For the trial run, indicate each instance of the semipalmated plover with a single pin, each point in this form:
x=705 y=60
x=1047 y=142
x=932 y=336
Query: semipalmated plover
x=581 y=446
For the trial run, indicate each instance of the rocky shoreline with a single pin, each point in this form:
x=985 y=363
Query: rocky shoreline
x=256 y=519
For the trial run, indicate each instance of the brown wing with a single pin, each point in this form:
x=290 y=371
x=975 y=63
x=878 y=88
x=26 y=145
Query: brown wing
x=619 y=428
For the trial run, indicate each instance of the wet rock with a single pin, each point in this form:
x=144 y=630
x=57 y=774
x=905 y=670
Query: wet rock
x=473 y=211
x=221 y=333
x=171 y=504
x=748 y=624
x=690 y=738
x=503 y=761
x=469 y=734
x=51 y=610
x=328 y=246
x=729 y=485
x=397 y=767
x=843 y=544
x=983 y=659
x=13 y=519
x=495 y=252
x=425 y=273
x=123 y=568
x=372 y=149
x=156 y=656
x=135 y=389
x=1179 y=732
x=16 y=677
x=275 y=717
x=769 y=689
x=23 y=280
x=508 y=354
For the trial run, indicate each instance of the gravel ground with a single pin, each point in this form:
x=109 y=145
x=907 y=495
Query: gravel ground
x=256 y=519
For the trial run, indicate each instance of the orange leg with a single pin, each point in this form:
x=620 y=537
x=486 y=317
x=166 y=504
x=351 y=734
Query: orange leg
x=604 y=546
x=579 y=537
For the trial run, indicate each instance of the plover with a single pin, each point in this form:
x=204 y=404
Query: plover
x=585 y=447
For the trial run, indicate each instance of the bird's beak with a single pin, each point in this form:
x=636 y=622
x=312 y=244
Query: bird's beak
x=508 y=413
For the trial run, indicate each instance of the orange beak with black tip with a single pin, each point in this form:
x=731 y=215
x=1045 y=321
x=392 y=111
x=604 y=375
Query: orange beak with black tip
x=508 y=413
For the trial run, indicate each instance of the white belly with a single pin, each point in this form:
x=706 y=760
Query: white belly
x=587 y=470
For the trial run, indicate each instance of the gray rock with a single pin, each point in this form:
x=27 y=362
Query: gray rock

-- YOUR INSTRUCTIONS --
Exact copies are needed of the line with "x=636 y=622" and each line after it through the end of the material above.

-- SOLUTION TO THIS TASK --
x=636 y=622
x=312 y=244
Query: bird's beak
x=508 y=413
For the trial run, indicate each instance of the orange beak with black tip with a single pin, each point in this form:
x=731 y=215
x=1045 y=321
x=392 y=111
x=604 y=375
Query: orange beak with black tip
x=508 y=413
For the trial run, indicate each instance of the white belly with a single pin, each point in this form:
x=706 y=760
Query: white belly
x=587 y=470
For the trial run, indicate each instance of the gray rock with a single pin, each point in this form:
x=27 y=362
Query: gray rock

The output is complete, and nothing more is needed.